**Records supplied**
[BEGIN]

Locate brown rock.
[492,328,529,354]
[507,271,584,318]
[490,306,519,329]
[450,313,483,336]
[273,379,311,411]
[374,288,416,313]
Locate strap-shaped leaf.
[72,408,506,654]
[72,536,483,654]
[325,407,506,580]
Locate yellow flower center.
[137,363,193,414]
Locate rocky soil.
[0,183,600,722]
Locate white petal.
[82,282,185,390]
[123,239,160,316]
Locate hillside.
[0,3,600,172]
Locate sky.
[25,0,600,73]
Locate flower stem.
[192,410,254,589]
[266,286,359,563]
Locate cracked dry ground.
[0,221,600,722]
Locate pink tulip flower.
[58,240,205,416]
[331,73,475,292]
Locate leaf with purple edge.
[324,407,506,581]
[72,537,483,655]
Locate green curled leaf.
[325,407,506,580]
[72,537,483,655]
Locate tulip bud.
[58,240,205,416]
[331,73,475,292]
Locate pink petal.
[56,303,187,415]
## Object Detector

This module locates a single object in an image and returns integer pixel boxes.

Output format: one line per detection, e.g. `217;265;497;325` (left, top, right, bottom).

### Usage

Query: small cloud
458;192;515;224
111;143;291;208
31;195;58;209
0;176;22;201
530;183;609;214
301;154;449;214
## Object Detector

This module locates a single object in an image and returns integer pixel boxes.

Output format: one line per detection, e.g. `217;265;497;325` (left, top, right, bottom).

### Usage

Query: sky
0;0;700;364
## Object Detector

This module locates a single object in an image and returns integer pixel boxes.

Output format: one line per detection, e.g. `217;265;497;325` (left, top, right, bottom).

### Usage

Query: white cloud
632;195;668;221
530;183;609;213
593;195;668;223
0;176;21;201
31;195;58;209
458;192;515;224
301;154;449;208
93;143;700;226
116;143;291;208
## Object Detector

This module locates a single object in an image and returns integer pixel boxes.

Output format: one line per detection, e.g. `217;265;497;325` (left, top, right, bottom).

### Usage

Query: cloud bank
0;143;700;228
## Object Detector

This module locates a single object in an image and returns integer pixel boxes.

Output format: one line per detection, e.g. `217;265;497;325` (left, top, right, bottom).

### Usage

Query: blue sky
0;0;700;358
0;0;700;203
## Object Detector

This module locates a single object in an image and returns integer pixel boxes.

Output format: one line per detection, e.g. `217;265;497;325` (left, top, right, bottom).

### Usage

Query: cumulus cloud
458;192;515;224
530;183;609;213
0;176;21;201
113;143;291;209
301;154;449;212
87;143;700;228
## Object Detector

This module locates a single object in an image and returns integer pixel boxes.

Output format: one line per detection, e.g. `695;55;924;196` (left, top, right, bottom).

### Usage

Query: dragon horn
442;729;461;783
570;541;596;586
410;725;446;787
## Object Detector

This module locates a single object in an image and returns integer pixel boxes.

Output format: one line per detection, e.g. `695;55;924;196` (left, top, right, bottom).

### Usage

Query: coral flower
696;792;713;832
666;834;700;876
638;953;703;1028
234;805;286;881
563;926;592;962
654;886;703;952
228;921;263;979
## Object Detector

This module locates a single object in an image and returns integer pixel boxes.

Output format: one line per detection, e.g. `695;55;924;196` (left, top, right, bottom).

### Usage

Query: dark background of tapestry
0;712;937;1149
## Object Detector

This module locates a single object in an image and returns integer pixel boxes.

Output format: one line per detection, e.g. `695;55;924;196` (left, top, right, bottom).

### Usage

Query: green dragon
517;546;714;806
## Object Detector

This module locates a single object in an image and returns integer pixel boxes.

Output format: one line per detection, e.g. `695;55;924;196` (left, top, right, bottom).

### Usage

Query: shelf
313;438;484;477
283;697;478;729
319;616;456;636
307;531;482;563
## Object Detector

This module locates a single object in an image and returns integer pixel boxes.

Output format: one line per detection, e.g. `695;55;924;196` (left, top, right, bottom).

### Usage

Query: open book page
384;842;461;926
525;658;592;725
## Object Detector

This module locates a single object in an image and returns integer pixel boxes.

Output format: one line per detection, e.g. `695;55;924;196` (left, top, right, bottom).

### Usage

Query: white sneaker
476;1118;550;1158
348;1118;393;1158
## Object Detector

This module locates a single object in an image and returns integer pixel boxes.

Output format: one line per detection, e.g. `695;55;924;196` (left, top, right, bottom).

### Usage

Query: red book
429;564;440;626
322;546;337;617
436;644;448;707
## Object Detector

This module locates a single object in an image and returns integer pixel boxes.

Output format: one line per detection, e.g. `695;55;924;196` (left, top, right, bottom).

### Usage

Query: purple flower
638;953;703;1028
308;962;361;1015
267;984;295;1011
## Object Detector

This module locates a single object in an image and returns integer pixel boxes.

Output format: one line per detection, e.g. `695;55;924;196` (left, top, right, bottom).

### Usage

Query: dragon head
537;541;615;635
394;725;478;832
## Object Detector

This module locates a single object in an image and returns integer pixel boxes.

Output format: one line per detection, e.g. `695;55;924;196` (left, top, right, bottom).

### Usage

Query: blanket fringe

[END]

Please repeat the rows from the very start up to and including the line with "[137,363,193,414]", switching "brown rock" to "gray stone" and leaving everything else as it is.

**Solution to the problem**
Locate gray stone.
[492,328,529,354]
[507,271,584,318]
[490,306,519,329]
[450,313,483,336]
[273,379,311,411]
[374,288,416,313]
Locate strap-shaped leaf.
[72,408,506,654]
[72,536,483,654]
[325,407,506,580]
Locate yellow flower center.
[137,363,193,414]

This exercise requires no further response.